— begin Record excerpts —
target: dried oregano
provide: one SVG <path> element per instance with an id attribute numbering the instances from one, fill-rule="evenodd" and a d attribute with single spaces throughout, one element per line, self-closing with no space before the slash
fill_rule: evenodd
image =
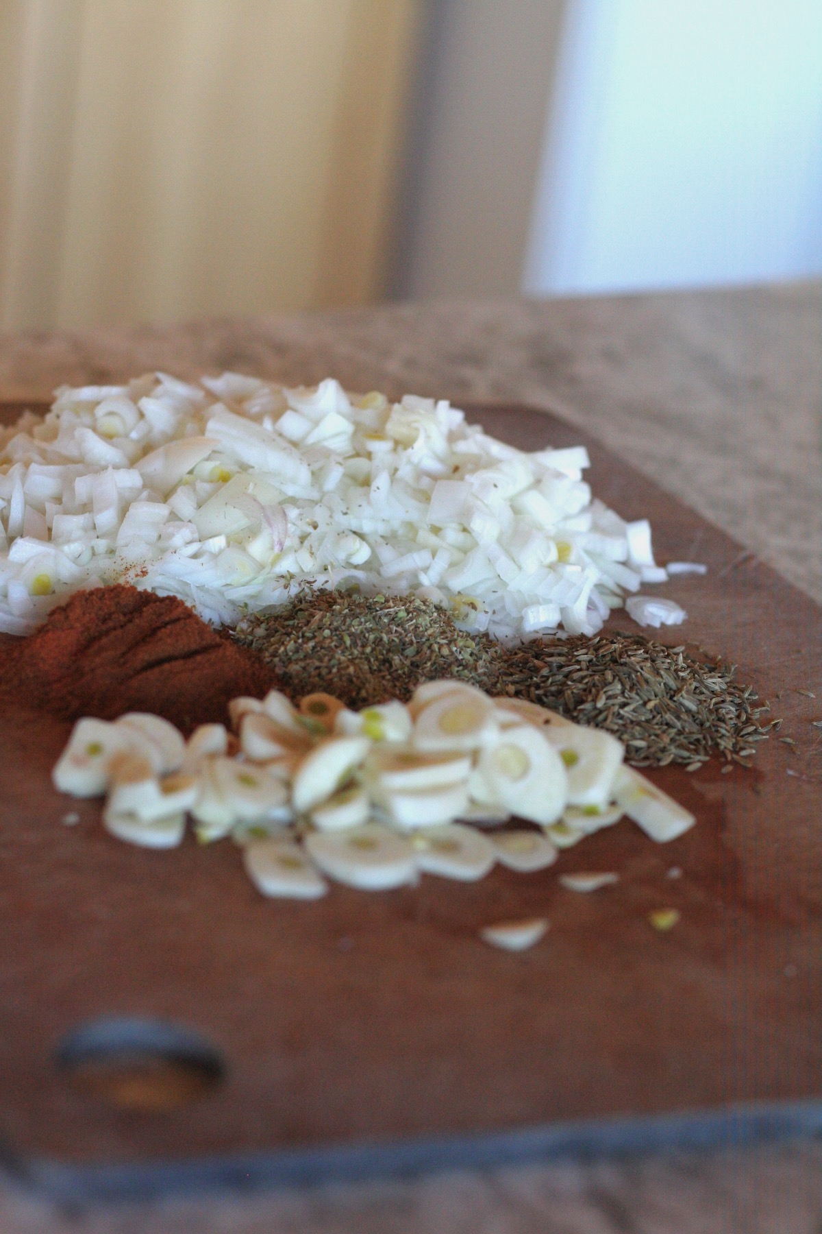
<path id="1" fill-rule="evenodd" d="M 306 591 L 246 618 L 234 638 L 293 698 L 327 691 L 359 708 L 405 702 L 420 681 L 457 677 L 604 728 L 635 766 L 695 769 L 717 753 L 744 765 L 780 723 L 759 723 L 767 707 L 720 659 L 619 632 L 504 647 L 465 633 L 446 610 L 417 596 Z"/>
— end Record excerpts —
Directions for this task:
Rewrite the records above with "dried oregano" changed to "fresh basil" and everything else left as it is. Omit the pictures.

Answer for the task:
target: fresh basil
provide: one SVG <path> element per instance with an id attribute numbering the instances from one, fill-rule="evenodd" and a d attribute with single spaces throughout, one element per line, self-closing with no space before the slash
fill_rule: evenodd
image =
<path id="1" fill-rule="evenodd" d="M 306 591 L 246 618 L 234 638 L 293 698 L 327 691 L 359 708 L 405 702 L 420 681 L 457 677 L 604 728 L 635 766 L 695 769 L 717 753 L 744 765 L 780 723 L 759 723 L 767 707 L 720 659 L 619 632 L 504 647 L 465 633 L 446 610 L 417 596 Z"/>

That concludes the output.